_TEXT_

Changing the culture of consumption
Under the proposed legislation, only Uruguayans over the age of 18 that have passed a psychiatric and medical screening would be able to purchase marijuana in distribution centers approved by the government. A registry of users would be kept by the state to prevent people from exceding consumption limits, although this proposed measure has raised some concerns from potential users who feel their privacy could be violated.
Unlike alcohol and tobacco – industries that Calzada says have grown stronger through the years in Uruguay – any kind of marketing or branding of marijuana would be prohibited under the new law. Citizens would be allowed to grow up to six marijuana plants at home or to join cannabis clubs where the plant is collectively grown. A National Cannabis Institute would direct income made from the sale of marijuana toward educational and health systems that would better inform potential users about the plant and combat addiction.

Dataset records:
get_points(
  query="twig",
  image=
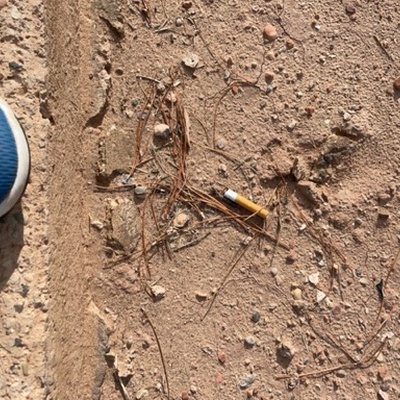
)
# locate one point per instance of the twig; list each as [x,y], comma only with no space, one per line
[159,350]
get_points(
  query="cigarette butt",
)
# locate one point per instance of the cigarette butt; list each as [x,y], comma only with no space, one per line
[246,203]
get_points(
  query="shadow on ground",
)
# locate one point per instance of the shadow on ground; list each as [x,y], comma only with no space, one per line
[11,243]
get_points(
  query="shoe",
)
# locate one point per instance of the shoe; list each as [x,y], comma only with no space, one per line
[15,159]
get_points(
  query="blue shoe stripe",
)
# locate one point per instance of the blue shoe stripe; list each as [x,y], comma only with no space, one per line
[8,157]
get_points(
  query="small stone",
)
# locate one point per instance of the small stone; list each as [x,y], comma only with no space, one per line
[246,380]
[350,9]
[302,228]
[285,352]
[341,373]
[274,271]
[299,307]
[346,116]
[382,395]
[309,110]
[15,14]
[249,342]
[296,294]
[270,55]
[97,225]
[141,394]
[289,44]
[25,368]
[291,257]
[158,292]
[187,4]
[269,76]
[140,191]
[191,60]
[193,389]
[178,21]
[180,220]
[201,296]
[15,66]
[382,371]
[364,281]
[383,214]
[320,296]
[161,131]
[221,144]
[185,396]
[255,317]
[291,125]
[396,83]
[221,357]
[270,33]
[314,278]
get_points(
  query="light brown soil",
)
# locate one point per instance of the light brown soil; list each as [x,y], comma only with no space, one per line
[305,125]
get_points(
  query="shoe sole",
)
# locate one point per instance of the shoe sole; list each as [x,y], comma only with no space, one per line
[15,159]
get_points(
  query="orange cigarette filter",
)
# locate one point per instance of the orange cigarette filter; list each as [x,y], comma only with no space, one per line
[246,203]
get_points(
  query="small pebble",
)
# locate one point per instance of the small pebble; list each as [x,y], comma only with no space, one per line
[286,351]
[201,296]
[314,278]
[185,396]
[255,317]
[346,116]
[221,144]
[320,296]
[141,394]
[193,389]
[140,191]
[296,294]
[350,9]
[274,271]
[246,380]
[291,125]
[161,131]
[341,373]
[270,33]
[396,83]
[180,220]
[364,281]
[25,369]
[249,342]
[15,14]
[97,225]
[158,292]
[383,395]
[221,357]
[269,76]
[302,227]
[270,55]
[191,60]
[15,66]
[187,4]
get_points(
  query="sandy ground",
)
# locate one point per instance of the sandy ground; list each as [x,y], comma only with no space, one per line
[125,274]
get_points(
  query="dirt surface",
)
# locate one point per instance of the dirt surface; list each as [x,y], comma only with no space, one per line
[125,274]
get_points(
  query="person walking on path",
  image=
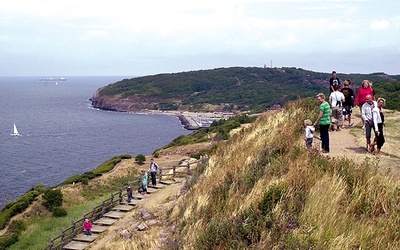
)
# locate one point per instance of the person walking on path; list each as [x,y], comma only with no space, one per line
[308,133]
[362,93]
[153,172]
[333,82]
[87,226]
[366,117]
[324,122]
[129,193]
[143,184]
[348,104]
[336,100]
[378,118]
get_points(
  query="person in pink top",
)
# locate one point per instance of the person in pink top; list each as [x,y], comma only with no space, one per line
[87,226]
[362,93]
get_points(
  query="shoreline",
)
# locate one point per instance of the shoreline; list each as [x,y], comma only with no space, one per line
[191,120]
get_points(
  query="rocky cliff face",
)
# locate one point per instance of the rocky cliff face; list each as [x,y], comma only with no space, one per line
[118,103]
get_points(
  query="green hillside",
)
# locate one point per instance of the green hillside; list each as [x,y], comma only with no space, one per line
[228,89]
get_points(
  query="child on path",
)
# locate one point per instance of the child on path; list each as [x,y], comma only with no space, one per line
[144,182]
[153,172]
[129,193]
[308,133]
[87,226]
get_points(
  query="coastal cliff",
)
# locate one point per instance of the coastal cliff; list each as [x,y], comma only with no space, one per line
[118,103]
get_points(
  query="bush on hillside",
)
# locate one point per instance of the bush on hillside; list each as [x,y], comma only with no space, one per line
[140,158]
[14,207]
[73,179]
[53,198]
[59,212]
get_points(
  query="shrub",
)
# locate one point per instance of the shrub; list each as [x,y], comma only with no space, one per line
[17,226]
[88,175]
[73,179]
[85,181]
[59,212]
[53,198]
[8,241]
[140,158]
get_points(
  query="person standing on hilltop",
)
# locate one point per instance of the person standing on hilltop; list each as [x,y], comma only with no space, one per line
[87,226]
[366,116]
[308,133]
[334,81]
[143,184]
[362,93]
[378,118]
[153,172]
[348,105]
[129,192]
[336,100]
[323,121]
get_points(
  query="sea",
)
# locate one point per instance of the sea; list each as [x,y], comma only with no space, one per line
[63,135]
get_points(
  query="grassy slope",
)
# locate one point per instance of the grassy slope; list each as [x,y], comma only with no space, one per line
[262,190]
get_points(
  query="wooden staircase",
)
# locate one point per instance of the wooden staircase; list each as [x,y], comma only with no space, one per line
[82,241]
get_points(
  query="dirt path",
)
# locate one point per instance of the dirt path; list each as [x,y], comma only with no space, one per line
[344,144]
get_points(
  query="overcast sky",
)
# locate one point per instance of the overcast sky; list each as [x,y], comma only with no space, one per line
[132,38]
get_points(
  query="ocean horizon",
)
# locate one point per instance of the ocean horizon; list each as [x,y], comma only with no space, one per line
[63,135]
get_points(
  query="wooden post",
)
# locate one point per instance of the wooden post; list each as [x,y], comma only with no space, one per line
[120,194]
[62,237]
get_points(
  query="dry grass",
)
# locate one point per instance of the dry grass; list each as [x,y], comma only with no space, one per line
[262,190]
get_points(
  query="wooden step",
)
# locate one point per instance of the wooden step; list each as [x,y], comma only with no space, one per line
[167,182]
[99,228]
[132,204]
[159,185]
[115,214]
[85,238]
[180,179]
[105,221]
[124,208]
[152,190]
[76,245]
[138,196]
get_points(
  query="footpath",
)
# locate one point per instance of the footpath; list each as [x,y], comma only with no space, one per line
[127,219]
[344,144]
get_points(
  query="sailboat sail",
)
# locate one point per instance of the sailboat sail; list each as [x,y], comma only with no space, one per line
[15,131]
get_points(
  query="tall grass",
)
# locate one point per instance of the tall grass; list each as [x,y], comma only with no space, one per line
[262,189]
[40,230]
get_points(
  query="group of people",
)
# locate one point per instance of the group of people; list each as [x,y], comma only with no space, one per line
[340,104]
[153,168]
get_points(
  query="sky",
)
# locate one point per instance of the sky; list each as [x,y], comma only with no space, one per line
[137,38]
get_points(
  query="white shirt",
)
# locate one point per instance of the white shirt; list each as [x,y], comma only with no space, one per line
[309,132]
[336,97]
[366,111]
[376,116]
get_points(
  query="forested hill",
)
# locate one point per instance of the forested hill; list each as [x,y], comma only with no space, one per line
[228,89]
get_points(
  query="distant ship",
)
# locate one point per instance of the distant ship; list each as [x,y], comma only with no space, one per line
[53,79]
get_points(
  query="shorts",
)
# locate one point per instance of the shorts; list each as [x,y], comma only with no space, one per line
[347,110]
[309,142]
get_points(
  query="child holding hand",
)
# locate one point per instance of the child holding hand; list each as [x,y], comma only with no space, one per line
[308,133]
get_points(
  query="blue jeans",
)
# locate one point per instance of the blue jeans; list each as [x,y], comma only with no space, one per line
[324,133]
[153,178]
[368,128]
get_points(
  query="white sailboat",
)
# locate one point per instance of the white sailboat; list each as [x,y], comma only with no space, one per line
[15,131]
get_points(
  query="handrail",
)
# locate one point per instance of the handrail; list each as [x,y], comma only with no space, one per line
[67,234]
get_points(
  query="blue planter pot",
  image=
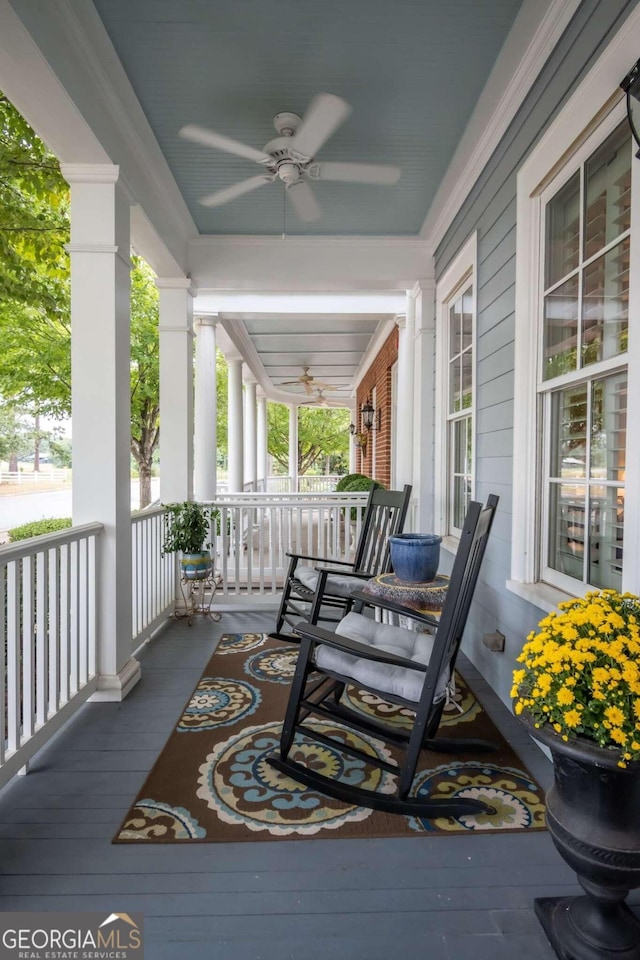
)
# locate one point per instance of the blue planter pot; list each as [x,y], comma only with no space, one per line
[415,556]
[196,566]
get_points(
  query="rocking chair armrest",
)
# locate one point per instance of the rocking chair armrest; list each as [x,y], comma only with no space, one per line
[372,600]
[317,635]
[303,556]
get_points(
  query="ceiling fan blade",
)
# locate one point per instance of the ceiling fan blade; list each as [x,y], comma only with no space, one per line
[304,202]
[325,114]
[375,173]
[209,138]
[237,190]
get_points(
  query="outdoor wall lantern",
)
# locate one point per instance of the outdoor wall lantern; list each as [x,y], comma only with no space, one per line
[631,86]
[371,419]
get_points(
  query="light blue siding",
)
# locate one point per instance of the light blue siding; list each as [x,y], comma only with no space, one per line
[490,210]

_EXERCISE INSTRUCTIONS_
**1)** In the text on Uruguay's marijuana law, how many marijuana plants would citizens be allowed to grow at home?
**2)** Transcribe the portion of the text on Uruguay's marijuana law that begins with the words containing "Changing the culture" and ends with "could be violated.".
The listing isn't needed for these tasks.

_TASK-BY-TASK ANSWERS_
**1)** Up to six.

**2)**
Changing the culture of consumption
Under the proposed legislation, only Uruguayans over the age of 18 that have passed a psychiatric and medical screening would be able to purchase marijuana in distribution centers approved by the government. A registry of users would be kept by the state to prevent people from exceding consumption limits, although this proposed measure has raised some concerns from potential users who feel their privacy could be violated.